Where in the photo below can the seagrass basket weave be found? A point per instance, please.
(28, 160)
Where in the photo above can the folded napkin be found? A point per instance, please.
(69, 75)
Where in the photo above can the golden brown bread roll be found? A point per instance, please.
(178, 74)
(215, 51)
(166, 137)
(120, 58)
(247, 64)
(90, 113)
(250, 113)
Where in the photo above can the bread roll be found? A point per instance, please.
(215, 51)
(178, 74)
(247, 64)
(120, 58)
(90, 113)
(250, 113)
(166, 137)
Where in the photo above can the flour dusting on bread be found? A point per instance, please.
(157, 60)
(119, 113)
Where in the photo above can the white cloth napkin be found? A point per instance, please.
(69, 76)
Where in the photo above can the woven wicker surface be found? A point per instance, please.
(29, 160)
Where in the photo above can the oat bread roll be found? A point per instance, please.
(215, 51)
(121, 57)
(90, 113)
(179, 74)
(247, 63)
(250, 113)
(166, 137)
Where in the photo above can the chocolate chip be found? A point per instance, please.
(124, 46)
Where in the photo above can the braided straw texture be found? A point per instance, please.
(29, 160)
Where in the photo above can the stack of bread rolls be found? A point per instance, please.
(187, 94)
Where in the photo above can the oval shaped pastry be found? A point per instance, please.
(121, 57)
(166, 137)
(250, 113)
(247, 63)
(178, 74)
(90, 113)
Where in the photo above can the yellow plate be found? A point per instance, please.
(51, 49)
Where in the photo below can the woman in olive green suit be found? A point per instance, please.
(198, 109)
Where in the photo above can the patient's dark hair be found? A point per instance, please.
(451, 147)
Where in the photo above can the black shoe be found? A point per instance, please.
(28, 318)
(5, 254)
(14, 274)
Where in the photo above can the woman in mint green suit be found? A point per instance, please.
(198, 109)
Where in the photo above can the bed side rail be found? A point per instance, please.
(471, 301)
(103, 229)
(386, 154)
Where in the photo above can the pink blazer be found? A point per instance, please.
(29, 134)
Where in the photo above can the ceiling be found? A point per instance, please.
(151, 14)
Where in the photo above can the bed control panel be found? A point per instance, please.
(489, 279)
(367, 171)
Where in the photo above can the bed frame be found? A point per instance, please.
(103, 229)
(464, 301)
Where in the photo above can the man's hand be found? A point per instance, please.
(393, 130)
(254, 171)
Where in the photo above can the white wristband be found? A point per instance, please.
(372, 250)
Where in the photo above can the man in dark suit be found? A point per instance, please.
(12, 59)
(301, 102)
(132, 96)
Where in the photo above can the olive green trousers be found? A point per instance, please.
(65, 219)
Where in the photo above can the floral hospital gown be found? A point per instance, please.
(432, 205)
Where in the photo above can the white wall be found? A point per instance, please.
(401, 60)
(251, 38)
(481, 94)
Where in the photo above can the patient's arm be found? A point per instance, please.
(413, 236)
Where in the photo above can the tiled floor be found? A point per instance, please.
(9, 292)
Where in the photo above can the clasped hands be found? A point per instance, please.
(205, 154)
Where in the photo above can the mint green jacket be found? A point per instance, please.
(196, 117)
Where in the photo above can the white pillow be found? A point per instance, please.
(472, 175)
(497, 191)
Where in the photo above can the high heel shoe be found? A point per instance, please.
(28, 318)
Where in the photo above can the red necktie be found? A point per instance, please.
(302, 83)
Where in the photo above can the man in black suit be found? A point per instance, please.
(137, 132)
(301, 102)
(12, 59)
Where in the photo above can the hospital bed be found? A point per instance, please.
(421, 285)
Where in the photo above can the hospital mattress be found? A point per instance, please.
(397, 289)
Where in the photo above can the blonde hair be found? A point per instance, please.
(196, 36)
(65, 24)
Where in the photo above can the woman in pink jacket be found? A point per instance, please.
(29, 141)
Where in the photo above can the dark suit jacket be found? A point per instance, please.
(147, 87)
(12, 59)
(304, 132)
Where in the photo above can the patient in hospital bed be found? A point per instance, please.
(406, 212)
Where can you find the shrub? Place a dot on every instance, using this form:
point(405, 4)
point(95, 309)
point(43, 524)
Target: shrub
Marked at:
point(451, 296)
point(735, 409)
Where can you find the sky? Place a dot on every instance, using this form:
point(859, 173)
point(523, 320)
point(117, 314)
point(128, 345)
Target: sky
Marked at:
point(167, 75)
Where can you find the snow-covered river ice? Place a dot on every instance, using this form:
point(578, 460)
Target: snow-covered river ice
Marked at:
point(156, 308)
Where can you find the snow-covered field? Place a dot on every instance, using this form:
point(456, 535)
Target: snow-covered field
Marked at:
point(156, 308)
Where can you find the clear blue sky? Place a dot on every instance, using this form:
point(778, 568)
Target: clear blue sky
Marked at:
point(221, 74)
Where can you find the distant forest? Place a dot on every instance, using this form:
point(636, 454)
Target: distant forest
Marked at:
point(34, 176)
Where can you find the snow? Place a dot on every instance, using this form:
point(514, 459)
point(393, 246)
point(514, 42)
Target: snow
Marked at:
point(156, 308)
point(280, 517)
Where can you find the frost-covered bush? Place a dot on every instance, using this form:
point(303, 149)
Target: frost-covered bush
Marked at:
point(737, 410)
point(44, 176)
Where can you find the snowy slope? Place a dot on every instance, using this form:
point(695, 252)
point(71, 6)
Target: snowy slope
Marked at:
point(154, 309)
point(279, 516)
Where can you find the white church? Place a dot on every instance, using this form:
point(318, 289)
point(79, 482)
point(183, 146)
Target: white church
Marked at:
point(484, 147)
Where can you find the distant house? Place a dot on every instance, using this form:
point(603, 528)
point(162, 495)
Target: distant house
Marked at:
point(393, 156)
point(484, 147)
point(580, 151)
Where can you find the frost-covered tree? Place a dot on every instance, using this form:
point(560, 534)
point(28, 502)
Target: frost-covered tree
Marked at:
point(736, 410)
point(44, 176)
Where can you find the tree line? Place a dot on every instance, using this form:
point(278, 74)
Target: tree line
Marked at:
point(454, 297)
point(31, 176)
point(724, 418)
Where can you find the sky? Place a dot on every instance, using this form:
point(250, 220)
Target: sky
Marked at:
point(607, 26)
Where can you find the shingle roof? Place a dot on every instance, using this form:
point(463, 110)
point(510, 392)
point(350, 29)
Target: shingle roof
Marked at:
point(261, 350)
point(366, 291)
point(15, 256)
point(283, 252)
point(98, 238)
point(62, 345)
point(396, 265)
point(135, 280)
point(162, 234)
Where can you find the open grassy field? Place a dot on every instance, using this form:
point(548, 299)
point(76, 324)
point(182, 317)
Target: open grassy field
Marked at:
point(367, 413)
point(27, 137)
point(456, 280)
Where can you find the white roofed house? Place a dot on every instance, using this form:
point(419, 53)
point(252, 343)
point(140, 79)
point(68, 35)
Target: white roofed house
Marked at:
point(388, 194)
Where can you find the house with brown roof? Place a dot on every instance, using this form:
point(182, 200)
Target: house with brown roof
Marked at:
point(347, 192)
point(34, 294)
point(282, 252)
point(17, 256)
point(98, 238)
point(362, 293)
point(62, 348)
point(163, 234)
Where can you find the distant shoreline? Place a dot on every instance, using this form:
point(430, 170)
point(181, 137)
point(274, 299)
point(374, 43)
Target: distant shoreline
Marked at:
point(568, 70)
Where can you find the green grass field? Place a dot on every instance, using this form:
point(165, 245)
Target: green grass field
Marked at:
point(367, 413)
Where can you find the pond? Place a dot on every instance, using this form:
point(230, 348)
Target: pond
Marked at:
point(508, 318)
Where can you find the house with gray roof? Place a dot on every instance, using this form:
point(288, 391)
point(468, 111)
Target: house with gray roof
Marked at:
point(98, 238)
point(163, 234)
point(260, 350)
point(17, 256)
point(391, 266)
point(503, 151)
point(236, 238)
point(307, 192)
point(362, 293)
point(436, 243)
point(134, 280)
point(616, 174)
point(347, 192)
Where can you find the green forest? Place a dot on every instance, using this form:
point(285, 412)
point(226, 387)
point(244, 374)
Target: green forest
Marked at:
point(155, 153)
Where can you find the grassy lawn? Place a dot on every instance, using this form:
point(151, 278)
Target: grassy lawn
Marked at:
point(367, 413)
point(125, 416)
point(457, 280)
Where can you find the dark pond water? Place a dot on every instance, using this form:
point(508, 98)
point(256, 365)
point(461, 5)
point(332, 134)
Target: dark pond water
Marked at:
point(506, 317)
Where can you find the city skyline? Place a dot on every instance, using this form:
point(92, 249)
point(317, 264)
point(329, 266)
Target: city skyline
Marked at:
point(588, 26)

+++++

■ **EXERCISE DIRECTIONS**: Rewrite the records from the line with "Where can you find the dark" up to and including the last line of the records, changing "Marked at" to "Located at" and keeping everything else unchanged. Give only those lines.

■ **SOLUTION FOR THIS EXERCISE**:
Where can you find the dark pond water? Place a dot on every instance, using this form:
point(508, 98)
point(256, 365)
point(461, 5)
point(332, 134)
Target: dark pond water
Located at:
point(506, 317)
Where can you find the city skyline? Place a dot on every instance, using this form:
point(92, 249)
point(317, 264)
point(329, 266)
Target: city skyline
Located at:
point(588, 26)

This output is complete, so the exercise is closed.